# Task to carry out
Set down the material below word for word, excluding the pictures.

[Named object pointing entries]
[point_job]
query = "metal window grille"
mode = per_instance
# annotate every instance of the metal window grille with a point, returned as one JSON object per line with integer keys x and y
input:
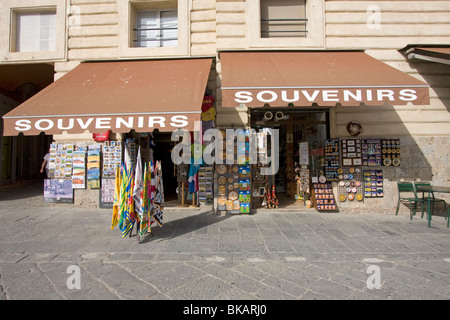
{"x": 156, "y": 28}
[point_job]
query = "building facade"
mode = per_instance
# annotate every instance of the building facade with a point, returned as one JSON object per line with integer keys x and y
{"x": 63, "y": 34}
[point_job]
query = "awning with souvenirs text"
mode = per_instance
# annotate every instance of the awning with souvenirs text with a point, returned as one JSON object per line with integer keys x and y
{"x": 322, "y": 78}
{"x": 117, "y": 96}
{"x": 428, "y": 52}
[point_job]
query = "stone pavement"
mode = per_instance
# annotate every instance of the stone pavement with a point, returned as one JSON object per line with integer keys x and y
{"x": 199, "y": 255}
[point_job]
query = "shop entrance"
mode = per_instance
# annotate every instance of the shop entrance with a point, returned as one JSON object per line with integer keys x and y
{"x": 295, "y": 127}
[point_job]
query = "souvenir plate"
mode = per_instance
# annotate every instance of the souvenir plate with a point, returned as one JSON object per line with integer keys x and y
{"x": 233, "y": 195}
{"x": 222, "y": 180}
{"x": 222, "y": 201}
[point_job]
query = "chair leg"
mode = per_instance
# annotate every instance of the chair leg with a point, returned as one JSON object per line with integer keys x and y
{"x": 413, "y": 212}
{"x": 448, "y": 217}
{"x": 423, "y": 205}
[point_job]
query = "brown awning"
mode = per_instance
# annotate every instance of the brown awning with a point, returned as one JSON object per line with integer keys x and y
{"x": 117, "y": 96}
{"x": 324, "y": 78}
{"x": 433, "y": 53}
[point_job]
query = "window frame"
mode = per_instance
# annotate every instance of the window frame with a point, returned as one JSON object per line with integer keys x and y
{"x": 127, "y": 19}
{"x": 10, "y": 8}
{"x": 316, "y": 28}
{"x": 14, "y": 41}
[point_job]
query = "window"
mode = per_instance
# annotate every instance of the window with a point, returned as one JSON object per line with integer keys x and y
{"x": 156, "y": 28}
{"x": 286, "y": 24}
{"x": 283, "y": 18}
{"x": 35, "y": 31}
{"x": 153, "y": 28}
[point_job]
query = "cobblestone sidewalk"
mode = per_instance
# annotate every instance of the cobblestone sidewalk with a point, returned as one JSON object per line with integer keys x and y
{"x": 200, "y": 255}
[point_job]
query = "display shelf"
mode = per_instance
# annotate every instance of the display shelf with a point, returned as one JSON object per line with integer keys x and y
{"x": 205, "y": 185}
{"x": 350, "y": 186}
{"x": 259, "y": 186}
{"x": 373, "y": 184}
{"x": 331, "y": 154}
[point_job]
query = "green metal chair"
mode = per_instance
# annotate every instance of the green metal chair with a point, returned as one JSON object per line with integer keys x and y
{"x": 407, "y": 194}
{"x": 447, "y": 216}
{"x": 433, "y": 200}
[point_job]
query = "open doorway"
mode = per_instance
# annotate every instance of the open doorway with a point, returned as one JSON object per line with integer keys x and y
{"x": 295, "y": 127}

# Full solution
[point_job]
query = "metal window grille"
mode = per_instance
# annotate every instance of the metal window grille with a point, returned as one JSON object per line with integer keys x and y
input:
{"x": 156, "y": 28}
[point_job]
query = "building facade"
mode = per_instance
# annotate every instance of the building facade with a point, returned as one JSON object per line with integer keys x and y
{"x": 63, "y": 34}
[point_job]
query = "awning with souvenirs text"
mode = per_instance
# annotate every instance of the awning with souvenirs text with a point, returned as one JSON object per line with integer keys x and y
{"x": 322, "y": 78}
{"x": 117, "y": 96}
{"x": 428, "y": 52}
[point_job]
query = "stone pavement"
mode = per_instance
# annotate every instance of the stone pavement with a point, returned as one JSON object per line with integer keys x and y
{"x": 199, "y": 255}
[point_job]
query = "shop entrance"
mode = per_instance
# annotate every instance of the shop entrance with a point, returned as one JSON object per line with integer keys x and y
{"x": 295, "y": 127}
[point_job]
query = "souvenir plate"
mode = per_instance
# annotate every instance of the souvenir plate with a point, returned as one JSON object per line with integer keys x and y
{"x": 233, "y": 195}
{"x": 222, "y": 180}
{"x": 222, "y": 201}
[point_job]
query = "chair leg"
mode = per_instance
# annotate every instance of the chair leg with a point, returned as one JSON object per line with integer keys x and y
{"x": 413, "y": 212}
{"x": 448, "y": 217}
{"x": 423, "y": 205}
[point_job]
query = "brown awning"
mode = per_instance
# annotate every instance of the brown awning with a point, returned as one JSON object per line with integer keys x and y
{"x": 117, "y": 96}
{"x": 324, "y": 78}
{"x": 433, "y": 53}
[point_job]
query = "window frame"
mode = per_instance
# annotate every instance of the window frame with a point, returned as one JSON object per line with integer keys x and y
{"x": 127, "y": 19}
{"x": 10, "y": 8}
{"x": 316, "y": 28}
{"x": 14, "y": 41}
[point_job]
query = "window"
mode = per_instance
# annotate every instance of the window with a point, returned as one JSON object per line with integer keys x and y
{"x": 156, "y": 28}
{"x": 286, "y": 24}
{"x": 283, "y": 18}
{"x": 35, "y": 31}
{"x": 153, "y": 28}
[point_job]
query = "cobblestone sidewalk"
mode = per_instance
# annotate every instance of the cobblestone sidewalk with a point, returned as one JSON object per line with integer keys x and y
{"x": 200, "y": 255}
[point_job]
query = "display shelf"
mode = per_instance
# annotate every instance of the display shelf with a point, returned as one JSON object per line with integer keys x and y
{"x": 205, "y": 185}
{"x": 350, "y": 186}
{"x": 259, "y": 186}
{"x": 373, "y": 184}
{"x": 331, "y": 154}
[point_job]
query = "green metal chair"
mode = per_instance
# annotate every instance of the green metal chair with a point, returned as one JSON object per line with integer keys x and y
{"x": 407, "y": 194}
{"x": 447, "y": 216}
{"x": 433, "y": 200}
[point_job]
query = "open doorway"
mode = per_instance
# annotate every instance of the open doorway with a point, returned as one JSON object per line with integer keys x and y
{"x": 295, "y": 127}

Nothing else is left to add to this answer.